_TASK STATEMENT_
Your task is to write out the lines from the line containing "Task: indicate the cracked" through the last line of the material, exactly.

_Labeled-object pointing entries_
* START *
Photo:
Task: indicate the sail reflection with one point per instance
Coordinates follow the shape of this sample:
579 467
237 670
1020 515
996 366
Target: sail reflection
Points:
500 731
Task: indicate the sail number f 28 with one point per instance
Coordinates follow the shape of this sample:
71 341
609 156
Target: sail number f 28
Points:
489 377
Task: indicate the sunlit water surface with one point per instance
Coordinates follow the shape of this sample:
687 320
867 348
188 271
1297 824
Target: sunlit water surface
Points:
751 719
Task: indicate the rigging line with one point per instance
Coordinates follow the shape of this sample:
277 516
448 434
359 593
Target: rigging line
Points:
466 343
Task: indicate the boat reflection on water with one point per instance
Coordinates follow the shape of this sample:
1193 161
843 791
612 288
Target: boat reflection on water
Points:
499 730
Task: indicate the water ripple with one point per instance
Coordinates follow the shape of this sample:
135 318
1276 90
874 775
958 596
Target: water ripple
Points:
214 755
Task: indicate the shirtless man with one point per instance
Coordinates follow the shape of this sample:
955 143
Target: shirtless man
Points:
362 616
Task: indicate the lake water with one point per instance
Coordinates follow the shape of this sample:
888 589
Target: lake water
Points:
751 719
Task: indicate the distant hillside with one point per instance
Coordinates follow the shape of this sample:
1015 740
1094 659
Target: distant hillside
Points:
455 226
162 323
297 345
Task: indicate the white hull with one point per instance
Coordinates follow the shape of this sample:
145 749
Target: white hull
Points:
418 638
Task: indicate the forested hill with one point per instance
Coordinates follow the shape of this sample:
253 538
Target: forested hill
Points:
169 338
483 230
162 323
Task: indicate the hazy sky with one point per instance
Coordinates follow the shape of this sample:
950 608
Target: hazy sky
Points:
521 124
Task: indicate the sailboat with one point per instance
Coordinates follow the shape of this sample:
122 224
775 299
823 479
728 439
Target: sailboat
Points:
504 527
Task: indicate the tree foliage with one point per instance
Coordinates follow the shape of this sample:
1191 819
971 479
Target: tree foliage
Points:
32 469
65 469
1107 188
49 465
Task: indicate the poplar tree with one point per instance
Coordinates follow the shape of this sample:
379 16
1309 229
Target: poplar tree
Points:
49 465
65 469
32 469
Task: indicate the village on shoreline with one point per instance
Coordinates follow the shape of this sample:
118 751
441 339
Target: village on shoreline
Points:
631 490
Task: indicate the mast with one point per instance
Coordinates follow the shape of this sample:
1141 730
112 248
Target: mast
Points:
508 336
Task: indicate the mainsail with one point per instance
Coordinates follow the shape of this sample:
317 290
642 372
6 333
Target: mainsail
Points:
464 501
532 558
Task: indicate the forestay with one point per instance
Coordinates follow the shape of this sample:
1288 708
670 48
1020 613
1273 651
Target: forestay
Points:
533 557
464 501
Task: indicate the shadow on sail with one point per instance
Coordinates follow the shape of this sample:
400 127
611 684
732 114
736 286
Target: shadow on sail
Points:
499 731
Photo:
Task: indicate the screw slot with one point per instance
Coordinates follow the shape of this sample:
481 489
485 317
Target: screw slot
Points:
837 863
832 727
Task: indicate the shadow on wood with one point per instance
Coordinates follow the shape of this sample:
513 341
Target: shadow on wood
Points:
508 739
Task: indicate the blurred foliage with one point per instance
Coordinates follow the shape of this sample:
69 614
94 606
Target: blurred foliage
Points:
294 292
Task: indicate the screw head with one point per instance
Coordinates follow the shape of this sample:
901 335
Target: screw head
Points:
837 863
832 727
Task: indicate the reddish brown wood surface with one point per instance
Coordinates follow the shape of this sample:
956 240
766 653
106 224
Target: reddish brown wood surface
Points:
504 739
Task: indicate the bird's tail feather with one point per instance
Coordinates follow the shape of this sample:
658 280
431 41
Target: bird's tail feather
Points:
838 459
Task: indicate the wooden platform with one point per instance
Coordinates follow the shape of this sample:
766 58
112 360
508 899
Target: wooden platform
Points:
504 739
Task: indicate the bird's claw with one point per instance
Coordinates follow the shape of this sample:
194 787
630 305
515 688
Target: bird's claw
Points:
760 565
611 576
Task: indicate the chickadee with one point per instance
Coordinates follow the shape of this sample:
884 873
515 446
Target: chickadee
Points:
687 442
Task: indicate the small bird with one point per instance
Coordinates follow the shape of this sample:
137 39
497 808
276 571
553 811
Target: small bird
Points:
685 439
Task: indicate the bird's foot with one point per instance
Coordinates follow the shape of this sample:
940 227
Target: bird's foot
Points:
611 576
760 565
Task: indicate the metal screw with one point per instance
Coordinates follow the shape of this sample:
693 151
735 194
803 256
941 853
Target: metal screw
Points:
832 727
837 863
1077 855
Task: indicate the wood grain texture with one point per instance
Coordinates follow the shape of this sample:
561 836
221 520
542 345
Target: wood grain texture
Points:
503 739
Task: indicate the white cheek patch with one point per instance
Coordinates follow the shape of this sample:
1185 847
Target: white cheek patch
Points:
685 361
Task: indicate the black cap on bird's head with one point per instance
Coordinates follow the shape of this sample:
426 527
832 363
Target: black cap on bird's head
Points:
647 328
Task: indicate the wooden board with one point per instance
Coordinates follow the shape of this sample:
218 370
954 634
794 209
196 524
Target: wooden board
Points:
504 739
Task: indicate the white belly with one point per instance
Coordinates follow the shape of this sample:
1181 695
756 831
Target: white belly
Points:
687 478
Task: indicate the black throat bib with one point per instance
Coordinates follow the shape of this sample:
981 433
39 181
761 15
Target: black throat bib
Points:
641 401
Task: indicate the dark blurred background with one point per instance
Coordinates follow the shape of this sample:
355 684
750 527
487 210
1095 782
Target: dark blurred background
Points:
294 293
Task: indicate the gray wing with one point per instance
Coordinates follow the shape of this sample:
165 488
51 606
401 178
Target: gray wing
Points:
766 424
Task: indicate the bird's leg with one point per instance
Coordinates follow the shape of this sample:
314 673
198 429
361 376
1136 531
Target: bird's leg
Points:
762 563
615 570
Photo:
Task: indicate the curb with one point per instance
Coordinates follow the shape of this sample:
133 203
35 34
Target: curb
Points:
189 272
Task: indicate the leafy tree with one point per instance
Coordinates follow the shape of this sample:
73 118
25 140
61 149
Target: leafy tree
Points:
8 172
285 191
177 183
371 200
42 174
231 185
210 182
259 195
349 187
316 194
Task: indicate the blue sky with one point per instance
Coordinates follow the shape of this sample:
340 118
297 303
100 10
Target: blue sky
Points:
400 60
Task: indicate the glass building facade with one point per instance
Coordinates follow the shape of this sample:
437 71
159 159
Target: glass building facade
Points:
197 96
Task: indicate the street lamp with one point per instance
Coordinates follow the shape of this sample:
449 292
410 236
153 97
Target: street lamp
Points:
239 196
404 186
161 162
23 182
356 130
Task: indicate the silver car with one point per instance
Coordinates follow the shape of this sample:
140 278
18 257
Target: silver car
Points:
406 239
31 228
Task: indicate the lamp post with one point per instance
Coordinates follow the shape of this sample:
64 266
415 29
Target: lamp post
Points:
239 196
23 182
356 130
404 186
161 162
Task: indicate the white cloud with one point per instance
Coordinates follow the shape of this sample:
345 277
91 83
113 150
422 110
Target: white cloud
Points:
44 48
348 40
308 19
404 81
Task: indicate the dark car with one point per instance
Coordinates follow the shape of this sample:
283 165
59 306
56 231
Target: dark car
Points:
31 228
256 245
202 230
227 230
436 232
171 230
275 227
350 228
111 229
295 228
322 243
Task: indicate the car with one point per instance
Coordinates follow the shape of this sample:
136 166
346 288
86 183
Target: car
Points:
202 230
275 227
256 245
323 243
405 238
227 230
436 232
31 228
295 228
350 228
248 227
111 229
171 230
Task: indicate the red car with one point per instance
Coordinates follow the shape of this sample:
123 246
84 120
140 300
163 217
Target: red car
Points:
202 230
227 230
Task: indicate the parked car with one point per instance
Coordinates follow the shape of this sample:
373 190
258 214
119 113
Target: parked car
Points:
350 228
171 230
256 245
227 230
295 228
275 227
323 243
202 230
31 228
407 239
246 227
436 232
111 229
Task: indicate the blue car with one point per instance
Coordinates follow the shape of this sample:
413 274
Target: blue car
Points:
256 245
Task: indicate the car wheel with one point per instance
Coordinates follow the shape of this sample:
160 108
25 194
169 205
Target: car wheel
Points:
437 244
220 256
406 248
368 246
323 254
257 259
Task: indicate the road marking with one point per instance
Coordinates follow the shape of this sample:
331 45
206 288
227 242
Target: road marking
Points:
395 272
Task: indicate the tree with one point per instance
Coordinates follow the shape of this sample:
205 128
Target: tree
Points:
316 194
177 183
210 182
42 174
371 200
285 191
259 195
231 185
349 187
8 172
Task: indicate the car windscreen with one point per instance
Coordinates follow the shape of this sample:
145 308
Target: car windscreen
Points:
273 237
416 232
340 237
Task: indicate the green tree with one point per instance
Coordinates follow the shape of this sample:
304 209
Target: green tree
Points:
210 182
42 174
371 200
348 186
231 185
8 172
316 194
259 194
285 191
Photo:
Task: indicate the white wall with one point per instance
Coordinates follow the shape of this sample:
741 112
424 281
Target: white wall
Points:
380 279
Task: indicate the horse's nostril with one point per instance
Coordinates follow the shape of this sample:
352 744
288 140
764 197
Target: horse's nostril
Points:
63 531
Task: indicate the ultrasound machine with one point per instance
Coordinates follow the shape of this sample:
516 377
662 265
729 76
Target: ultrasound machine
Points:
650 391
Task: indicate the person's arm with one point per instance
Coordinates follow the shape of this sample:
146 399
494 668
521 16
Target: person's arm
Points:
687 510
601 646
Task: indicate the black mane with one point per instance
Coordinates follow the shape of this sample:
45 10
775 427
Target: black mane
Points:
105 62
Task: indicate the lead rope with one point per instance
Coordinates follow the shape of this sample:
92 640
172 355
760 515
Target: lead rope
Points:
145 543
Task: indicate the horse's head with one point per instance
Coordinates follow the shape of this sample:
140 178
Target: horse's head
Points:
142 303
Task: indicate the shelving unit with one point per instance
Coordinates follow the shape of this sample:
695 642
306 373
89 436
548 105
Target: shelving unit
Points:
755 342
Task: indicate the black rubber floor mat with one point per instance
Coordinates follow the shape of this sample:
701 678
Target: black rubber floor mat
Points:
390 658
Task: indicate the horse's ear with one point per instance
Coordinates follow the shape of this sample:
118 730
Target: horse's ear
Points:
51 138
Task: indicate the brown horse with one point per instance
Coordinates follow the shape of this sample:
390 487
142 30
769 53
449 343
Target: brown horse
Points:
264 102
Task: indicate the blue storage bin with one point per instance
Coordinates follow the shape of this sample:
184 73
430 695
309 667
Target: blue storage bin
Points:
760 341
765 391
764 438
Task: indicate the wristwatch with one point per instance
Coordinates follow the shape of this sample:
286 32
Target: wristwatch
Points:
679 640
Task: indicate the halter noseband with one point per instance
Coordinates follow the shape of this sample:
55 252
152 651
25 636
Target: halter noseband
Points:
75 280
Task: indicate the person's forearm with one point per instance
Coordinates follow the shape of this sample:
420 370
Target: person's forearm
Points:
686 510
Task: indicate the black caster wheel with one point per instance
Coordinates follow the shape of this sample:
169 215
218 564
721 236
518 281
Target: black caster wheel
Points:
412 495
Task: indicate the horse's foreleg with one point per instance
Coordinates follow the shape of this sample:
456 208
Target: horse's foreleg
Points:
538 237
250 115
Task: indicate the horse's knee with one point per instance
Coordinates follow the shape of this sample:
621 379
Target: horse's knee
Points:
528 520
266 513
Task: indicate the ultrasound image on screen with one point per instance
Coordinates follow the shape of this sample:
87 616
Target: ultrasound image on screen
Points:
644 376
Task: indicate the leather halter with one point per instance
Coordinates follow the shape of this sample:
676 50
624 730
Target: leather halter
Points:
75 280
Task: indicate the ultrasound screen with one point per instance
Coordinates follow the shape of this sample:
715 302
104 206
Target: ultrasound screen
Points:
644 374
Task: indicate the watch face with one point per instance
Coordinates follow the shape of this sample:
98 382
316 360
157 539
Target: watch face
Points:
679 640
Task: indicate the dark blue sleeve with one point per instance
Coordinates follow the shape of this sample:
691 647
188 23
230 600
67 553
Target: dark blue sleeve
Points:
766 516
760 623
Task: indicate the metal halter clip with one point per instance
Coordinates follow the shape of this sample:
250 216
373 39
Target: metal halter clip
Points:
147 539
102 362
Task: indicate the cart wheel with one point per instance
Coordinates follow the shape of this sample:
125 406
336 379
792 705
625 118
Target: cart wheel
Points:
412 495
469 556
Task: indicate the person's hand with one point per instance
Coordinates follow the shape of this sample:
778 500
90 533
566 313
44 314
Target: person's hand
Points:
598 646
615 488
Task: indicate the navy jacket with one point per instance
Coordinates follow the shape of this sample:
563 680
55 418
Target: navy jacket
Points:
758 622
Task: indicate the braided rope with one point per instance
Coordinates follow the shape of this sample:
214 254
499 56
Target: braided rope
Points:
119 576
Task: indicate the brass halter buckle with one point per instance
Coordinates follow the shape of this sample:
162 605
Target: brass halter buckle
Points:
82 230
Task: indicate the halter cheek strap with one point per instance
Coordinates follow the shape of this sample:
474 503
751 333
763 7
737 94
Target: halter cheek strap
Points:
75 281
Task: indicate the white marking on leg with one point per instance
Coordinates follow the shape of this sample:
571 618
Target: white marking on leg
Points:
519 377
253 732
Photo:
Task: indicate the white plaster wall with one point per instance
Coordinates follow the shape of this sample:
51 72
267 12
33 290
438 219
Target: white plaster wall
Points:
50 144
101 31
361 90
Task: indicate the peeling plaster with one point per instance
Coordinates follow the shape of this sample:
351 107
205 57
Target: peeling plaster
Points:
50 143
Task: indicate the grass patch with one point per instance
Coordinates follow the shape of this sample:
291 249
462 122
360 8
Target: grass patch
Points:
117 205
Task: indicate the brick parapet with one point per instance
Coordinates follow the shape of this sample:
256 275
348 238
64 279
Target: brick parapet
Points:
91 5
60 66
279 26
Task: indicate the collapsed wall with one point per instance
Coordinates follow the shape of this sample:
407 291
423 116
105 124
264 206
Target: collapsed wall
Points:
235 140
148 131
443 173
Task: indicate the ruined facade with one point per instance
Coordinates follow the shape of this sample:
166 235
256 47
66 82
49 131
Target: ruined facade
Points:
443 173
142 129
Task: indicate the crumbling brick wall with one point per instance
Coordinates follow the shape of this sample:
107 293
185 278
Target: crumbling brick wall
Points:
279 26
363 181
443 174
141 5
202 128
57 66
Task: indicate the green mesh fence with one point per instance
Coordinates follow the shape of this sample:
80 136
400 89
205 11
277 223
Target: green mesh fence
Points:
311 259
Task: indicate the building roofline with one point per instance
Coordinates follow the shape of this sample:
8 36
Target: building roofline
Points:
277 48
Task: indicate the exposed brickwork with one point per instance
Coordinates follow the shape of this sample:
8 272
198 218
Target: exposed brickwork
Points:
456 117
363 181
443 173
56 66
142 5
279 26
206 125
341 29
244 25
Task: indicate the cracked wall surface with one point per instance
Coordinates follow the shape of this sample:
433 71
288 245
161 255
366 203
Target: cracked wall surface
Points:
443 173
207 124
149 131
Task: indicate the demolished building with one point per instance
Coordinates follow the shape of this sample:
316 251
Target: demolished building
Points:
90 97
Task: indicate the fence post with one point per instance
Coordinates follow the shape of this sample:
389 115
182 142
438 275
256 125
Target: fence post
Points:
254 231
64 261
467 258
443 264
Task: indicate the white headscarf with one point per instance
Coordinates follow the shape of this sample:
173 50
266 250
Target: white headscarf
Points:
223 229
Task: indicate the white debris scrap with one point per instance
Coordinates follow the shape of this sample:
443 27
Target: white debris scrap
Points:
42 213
* END *
_REPLY_
Task: indicate the cracked wall surface with one point per instance
Coordinates follow the shape of this sample:
433 71
288 245
161 255
366 203
Target: cracked wall surface
Points:
443 173
207 124
149 131
Task: indicate the demolished building with one point per instance
Coordinates follow the shape of this sample:
316 251
Target: demolished building
Points:
90 97
Task: indicate the fence post with one point per instance
Coordinates follow the shape of this sample:
389 115
182 142
438 275
256 125
Target: fence post
Points:
254 231
64 261
467 258
443 264
Task: indicate the white headscarf with one point per instance
Coordinates follow the shape of this sample:
173 50
266 250
Target: white headscarf
Points:
223 229
Task: indicate the white debris scrap with one point per instance
Coordinates follow the shape of this sample:
443 27
Target: white debris scrap
Points:
42 213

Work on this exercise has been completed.